=== EXTRACT TO READ ===
-- Opening Marker --

She added that she was also concerned about “the impact on cost and coverage,” as well as “the erosion of protections for people with pre-existing conditions like asthma, arthritis, cancer, diabetes and what it would mean to them.”
Still, she stopped short of declaring that she would vote against the measure, saying she wanted to wait for an analysis from the nonpartisan Congressional Budget Office that is expected to be released early this week.
The analysis is unlikely to transform her views. The budget office said last week that it was aiming to provide a preliminary fiscal assessment of the bill by early this week. But the budget office said that it would take at least several weeks to provide an analysis of the bill’s effects on health insurance coverage and premiums.
The Graham-Cassidy bill would repeal the expansion of Medicaid under the Affordable Care Act as well as the tax credits that are provided to help people buy insurance on the individual market. In their place, it would provide block grants to the states to use for health care.
It would also allow states to seek federal waivers that would allow insurers to charge higher premiums to people with pre-existing medical conditions and to omit certain benefits, like maternity care and mental health care, that they are currently required to offer.
On NBC’s “Meet the Press,” Mr. Paul reiterated his view that the bill was “not repeal.” He expressed willingness to support a narrower repeal measure, but made clear that he objected to the central premise of the Graham-Cassidy bill.
“I’m just not for block-granting Obamacare,” Mr. Paul said, “and calling it a day.”

-- Closing Marker --

[Source records]

-- Opening Marker --

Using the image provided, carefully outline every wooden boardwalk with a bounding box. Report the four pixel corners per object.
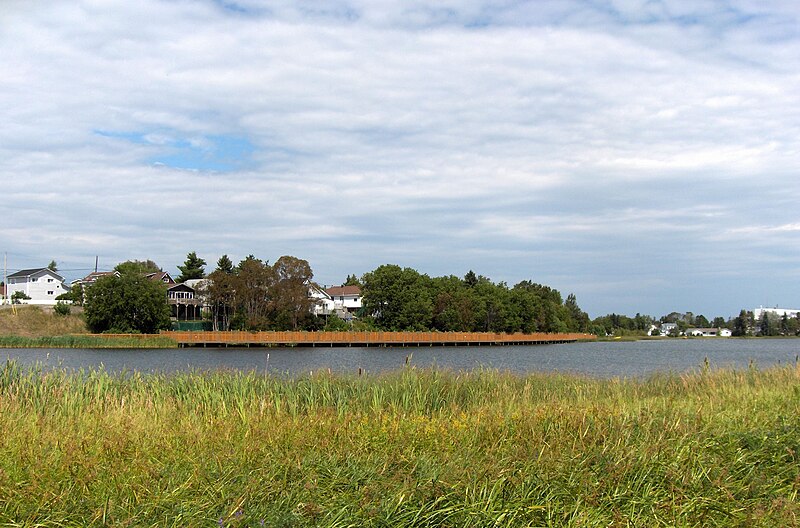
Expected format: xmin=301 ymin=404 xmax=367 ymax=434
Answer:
xmin=161 ymin=331 xmax=595 ymax=347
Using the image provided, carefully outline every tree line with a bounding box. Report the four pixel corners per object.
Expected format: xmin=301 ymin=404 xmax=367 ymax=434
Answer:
xmin=72 ymin=252 xmax=590 ymax=333
xmin=590 ymin=310 xmax=800 ymax=337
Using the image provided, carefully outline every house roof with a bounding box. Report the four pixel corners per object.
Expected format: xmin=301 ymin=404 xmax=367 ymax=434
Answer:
xmin=8 ymin=268 xmax=64 ymax=282
xmin=325 ymin=286 xmax=361 ymax=297
xmin=74 ymin=271 xmax=119 ymax=283
xmin=167 ymin=282 xmax=194 ymax=291
xmin=145 ymin=271 xmax=175 ymax=284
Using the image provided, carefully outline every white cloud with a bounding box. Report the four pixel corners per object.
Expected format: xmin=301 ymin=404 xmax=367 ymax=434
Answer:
xmin=0 ymin=0 xmax=800 ymax=312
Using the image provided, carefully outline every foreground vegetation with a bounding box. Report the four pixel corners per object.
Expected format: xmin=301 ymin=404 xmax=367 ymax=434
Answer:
xmin=0 ymin=305 xmax=88 ymax=337
xmin=0 ymin=335 xmax=178 ymax=349
xmin=0 ymin=364 xmax=800 ymax=527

-- Closing Marker --

=== EXERCISE BRIEF ===
List every pre-existing condition named in the Graham-Cassidy excerpt. The source records are separate material, apart from the Graham-Cassidy excerpt.

=== RESULT ===
Asthma, arthritis, cancer, diabetes